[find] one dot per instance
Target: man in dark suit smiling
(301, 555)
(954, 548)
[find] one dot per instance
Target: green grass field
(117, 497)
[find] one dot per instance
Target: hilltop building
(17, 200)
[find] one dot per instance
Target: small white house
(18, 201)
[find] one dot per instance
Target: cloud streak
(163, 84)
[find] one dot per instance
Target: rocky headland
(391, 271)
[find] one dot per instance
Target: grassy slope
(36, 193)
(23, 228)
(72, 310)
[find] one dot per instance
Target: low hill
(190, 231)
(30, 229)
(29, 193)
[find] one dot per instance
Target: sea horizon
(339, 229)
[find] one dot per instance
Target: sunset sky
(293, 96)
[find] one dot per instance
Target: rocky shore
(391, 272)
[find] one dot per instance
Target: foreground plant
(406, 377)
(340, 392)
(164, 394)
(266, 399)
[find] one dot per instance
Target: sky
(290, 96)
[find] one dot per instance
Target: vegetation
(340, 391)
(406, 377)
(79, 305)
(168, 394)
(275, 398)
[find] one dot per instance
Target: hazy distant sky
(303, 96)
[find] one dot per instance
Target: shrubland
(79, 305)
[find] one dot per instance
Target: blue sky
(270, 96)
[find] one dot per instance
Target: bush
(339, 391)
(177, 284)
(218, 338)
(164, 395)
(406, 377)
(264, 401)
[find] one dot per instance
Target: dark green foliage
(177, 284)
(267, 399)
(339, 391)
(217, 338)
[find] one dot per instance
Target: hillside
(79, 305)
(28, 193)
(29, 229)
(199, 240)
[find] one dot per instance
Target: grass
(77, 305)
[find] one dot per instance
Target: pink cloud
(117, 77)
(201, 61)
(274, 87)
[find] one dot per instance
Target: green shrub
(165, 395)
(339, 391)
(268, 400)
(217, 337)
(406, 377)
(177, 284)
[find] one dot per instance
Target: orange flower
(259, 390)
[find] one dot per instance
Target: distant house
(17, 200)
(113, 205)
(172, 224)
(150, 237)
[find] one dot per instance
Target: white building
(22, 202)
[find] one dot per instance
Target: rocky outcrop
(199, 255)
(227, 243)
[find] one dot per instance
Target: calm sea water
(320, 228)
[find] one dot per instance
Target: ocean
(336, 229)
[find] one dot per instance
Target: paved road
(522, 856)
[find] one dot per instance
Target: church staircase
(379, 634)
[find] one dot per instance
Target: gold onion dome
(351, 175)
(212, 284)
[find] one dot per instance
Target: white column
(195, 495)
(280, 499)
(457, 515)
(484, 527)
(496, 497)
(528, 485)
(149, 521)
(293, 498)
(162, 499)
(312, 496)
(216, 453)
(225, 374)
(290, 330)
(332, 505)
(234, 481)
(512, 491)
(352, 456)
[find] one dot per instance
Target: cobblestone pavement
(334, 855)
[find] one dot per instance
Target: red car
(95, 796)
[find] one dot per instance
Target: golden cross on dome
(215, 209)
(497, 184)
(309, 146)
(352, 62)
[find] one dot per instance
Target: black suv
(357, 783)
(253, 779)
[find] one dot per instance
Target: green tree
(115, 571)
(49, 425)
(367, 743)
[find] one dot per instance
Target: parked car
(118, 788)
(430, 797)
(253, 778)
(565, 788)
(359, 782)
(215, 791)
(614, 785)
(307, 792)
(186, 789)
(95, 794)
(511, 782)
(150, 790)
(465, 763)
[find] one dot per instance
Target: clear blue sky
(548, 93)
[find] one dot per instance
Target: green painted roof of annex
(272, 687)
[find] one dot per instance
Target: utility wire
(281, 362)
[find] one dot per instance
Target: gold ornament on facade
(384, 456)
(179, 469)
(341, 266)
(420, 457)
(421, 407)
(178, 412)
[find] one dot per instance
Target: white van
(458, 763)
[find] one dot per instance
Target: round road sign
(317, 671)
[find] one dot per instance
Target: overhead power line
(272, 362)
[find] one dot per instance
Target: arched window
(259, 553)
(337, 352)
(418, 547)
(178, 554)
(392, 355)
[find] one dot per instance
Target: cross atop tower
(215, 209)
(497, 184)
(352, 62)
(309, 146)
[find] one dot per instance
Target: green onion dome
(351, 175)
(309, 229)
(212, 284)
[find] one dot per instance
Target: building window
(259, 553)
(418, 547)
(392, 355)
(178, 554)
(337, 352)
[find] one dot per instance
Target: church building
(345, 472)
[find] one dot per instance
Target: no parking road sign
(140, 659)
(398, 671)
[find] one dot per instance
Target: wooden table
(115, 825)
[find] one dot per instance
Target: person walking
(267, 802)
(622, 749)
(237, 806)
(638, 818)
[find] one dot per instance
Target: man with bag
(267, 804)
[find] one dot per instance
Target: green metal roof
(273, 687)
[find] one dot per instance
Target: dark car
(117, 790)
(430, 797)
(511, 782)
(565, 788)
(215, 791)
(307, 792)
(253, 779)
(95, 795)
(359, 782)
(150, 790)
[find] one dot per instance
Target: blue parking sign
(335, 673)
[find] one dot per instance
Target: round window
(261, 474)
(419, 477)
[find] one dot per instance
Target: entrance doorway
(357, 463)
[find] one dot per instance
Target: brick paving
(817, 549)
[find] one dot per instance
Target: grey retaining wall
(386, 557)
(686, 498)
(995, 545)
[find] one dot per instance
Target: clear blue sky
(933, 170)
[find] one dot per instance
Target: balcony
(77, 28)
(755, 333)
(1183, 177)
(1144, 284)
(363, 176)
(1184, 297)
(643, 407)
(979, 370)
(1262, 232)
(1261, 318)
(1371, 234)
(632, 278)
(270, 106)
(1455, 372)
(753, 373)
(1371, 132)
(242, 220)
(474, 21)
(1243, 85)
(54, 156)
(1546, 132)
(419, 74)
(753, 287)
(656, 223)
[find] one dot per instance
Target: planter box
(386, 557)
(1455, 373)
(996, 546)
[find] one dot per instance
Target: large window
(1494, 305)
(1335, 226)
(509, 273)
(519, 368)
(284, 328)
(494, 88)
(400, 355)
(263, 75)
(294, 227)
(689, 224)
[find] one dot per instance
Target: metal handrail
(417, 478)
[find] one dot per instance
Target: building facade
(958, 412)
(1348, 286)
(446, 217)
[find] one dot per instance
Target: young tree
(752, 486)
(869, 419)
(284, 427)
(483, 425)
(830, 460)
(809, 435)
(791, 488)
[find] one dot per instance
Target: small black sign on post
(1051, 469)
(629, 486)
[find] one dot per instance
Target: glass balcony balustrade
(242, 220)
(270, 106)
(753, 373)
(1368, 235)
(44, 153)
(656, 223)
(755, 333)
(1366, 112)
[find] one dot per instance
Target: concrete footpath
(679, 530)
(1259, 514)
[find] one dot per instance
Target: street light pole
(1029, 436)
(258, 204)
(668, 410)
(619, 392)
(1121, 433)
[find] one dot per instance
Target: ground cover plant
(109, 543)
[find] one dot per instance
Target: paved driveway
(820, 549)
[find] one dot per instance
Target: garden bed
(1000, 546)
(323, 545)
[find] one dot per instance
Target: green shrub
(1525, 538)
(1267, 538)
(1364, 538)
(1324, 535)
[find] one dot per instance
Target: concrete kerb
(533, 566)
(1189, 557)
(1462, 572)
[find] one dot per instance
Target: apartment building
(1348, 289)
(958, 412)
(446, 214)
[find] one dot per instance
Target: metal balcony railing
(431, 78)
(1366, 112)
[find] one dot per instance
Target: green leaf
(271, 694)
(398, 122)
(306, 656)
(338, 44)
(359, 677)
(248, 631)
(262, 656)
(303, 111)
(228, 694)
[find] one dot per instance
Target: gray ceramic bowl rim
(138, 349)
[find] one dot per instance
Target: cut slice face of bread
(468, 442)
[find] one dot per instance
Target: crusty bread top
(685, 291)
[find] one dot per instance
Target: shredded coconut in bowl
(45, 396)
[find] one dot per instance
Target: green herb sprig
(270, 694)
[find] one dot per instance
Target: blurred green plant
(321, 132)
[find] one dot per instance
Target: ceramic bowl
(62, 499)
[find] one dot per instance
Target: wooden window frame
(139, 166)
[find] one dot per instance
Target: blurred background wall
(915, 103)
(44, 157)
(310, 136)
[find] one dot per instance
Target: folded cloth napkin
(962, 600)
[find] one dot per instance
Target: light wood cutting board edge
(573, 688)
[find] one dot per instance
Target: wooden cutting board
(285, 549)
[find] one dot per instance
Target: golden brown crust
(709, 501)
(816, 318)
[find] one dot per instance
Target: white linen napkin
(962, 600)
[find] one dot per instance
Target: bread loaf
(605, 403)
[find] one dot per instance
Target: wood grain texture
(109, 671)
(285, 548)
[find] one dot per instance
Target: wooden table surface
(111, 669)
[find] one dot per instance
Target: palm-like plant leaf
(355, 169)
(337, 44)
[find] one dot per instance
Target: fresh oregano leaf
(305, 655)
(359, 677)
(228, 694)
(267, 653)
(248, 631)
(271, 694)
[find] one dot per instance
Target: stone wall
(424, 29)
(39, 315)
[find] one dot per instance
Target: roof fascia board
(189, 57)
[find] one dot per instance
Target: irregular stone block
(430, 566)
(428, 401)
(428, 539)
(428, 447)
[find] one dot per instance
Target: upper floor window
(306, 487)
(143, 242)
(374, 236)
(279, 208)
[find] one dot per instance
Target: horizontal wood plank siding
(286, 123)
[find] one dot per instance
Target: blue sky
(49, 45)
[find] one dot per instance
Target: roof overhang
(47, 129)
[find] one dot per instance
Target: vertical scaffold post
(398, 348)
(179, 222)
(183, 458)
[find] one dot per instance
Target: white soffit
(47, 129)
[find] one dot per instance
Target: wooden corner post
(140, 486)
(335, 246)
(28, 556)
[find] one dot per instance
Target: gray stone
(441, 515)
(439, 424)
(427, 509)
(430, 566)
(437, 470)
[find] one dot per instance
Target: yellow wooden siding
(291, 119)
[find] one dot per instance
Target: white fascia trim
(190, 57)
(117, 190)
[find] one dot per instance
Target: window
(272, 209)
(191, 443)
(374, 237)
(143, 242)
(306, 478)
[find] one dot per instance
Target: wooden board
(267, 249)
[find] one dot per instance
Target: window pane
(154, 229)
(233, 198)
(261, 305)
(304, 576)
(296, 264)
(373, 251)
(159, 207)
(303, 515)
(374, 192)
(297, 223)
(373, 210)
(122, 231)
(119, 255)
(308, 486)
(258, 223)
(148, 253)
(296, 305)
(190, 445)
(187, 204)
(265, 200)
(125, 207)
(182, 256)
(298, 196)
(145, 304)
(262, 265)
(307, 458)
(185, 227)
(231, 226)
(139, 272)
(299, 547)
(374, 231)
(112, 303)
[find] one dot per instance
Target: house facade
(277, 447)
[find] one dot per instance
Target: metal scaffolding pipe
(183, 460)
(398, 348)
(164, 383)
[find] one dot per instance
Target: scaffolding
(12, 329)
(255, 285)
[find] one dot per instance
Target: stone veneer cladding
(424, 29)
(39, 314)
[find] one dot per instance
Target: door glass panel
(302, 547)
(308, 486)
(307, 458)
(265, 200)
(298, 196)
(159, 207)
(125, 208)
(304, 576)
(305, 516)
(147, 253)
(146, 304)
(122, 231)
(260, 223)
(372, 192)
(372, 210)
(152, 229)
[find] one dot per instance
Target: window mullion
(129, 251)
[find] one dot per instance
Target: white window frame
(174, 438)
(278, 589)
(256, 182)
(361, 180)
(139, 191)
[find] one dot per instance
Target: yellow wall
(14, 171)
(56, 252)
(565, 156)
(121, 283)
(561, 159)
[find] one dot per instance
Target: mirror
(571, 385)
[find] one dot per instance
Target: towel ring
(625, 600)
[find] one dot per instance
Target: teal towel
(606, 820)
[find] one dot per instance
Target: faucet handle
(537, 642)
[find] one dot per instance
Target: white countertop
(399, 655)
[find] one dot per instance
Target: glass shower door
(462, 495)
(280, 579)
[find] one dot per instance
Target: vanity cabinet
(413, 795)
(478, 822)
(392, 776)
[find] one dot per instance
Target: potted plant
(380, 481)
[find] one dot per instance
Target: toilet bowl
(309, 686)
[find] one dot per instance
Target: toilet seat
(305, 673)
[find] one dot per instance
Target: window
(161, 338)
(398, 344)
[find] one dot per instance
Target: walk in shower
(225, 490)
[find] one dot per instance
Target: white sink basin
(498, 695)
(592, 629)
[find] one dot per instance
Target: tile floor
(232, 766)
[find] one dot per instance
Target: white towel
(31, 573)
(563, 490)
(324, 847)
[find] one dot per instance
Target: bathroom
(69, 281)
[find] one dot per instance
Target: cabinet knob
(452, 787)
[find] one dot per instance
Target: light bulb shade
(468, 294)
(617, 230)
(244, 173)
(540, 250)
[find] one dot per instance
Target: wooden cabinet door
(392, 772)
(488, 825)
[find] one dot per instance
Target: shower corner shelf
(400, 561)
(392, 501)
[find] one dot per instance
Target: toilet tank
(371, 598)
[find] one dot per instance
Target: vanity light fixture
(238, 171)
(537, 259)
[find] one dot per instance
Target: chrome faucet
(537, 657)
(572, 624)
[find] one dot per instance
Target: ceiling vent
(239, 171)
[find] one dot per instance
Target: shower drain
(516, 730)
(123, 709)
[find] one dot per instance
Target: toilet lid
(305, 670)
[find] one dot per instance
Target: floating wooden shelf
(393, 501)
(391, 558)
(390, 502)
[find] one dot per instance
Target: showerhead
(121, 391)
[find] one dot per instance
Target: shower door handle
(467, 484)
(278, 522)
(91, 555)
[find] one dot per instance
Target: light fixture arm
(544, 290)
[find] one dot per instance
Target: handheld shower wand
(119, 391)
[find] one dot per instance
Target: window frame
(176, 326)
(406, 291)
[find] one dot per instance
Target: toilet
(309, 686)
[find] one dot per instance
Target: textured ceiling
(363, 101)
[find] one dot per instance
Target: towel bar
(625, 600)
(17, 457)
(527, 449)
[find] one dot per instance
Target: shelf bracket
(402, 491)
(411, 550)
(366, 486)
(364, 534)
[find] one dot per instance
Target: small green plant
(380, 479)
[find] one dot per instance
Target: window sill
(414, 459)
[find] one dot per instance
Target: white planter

* * * * * * * * *

--- Problem to work on ---
Gather every line in the items above that contains the string "ceiling". Matches must have the same case.

--- Task answer ---
Target: ceiling vent
Target: textured ceiling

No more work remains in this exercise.